• **TASK DETAILS**
Copy out exactly every line from the line containing "Target: front bumper" until the records below end, inclusive of both boundary lines.

• **EXTRACTED RECORDS**
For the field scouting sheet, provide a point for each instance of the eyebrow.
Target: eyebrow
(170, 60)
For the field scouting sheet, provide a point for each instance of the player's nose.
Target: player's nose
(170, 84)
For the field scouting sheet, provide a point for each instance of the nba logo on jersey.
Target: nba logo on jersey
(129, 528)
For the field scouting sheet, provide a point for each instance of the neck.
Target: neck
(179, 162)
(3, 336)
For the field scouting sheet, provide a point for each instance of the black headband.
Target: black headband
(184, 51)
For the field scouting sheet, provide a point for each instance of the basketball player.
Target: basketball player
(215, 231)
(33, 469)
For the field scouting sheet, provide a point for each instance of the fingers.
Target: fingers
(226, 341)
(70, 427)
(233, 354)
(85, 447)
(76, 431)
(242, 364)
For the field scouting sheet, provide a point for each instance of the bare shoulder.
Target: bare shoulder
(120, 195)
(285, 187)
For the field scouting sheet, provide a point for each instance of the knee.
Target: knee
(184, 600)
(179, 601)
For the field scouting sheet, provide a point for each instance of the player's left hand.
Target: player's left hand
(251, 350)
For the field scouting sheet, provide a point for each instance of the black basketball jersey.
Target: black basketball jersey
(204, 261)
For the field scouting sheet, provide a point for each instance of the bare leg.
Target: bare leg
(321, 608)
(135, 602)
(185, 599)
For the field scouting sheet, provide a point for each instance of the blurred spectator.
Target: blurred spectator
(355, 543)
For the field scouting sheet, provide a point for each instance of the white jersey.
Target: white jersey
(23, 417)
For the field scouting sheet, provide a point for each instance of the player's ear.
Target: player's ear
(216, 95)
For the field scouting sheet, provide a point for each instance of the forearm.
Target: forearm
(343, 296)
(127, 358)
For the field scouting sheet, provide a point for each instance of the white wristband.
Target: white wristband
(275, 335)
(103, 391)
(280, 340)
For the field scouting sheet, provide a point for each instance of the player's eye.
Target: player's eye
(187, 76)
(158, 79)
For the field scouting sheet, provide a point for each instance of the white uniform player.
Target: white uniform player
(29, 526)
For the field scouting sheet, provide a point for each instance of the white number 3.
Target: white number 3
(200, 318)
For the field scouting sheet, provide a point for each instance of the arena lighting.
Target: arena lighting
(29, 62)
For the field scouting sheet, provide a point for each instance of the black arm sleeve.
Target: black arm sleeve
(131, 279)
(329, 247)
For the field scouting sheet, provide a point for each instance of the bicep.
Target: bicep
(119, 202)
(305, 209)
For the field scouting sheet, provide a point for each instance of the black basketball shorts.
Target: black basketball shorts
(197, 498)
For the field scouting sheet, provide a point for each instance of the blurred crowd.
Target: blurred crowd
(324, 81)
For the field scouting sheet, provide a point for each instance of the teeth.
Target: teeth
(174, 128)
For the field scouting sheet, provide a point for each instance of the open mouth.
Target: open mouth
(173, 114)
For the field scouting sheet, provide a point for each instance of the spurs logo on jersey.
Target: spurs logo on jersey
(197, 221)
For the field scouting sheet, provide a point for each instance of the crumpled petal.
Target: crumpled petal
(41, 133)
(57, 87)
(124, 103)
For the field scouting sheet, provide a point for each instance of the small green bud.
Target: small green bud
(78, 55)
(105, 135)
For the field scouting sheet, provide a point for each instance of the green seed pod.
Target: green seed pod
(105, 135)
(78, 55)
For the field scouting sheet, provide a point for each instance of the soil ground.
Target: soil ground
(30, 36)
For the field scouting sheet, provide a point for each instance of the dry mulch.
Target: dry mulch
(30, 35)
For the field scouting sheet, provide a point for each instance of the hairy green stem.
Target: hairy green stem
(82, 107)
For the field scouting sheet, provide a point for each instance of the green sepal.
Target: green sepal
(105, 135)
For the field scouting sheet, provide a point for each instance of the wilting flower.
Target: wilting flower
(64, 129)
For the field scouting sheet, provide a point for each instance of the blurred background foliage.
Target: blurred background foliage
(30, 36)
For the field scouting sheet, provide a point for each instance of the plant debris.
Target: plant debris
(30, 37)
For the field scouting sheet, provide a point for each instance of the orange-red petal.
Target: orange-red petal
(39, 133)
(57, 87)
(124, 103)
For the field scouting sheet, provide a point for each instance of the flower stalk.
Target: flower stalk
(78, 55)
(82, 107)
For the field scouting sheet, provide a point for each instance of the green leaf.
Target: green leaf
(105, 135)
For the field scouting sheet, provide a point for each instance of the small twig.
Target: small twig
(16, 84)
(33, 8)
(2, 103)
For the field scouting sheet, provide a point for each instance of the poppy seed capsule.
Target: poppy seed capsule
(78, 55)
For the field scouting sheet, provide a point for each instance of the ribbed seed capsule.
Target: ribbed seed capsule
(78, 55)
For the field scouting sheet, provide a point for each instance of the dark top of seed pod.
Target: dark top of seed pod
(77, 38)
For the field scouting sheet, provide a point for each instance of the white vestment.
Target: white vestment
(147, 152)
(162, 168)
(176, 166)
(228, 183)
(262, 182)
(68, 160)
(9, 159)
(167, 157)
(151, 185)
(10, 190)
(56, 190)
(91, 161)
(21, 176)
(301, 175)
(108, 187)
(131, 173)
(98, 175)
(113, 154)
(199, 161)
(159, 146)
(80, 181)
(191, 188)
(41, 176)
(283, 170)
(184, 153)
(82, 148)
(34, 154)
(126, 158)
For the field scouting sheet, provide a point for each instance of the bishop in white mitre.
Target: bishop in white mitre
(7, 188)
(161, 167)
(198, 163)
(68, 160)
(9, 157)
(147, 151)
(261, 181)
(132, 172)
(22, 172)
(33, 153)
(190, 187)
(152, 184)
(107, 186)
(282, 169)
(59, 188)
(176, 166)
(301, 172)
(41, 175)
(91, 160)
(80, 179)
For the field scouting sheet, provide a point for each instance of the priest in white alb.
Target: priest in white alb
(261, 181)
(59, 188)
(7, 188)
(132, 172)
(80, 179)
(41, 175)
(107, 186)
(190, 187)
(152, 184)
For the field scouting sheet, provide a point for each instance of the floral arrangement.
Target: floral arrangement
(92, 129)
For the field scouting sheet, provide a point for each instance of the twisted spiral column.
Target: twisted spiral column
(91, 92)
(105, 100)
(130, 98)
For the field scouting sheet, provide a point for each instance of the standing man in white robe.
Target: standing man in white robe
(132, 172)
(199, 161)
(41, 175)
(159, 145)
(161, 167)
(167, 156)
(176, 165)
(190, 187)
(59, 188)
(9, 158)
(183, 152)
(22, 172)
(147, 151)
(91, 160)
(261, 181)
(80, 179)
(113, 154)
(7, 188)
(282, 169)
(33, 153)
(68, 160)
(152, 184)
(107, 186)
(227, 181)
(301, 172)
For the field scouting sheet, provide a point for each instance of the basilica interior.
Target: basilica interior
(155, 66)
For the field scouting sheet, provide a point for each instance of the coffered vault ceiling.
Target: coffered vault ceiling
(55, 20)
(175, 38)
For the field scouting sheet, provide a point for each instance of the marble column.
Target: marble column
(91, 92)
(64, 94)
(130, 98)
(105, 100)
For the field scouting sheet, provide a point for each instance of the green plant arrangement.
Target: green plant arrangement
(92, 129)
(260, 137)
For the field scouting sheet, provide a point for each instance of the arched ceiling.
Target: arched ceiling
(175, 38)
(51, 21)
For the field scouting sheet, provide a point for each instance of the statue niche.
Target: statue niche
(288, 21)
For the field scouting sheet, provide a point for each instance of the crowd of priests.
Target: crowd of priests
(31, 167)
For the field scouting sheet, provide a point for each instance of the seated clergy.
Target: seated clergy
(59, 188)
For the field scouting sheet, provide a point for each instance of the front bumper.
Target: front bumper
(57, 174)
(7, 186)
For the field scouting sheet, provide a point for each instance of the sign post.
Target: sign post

• **RESULT FOR THIS EXERCISE**
Target: front bumper
(57, 174)
(7, 186)
For the field scouting sheet, provide a point for each instance of the sign post.
Target: sign post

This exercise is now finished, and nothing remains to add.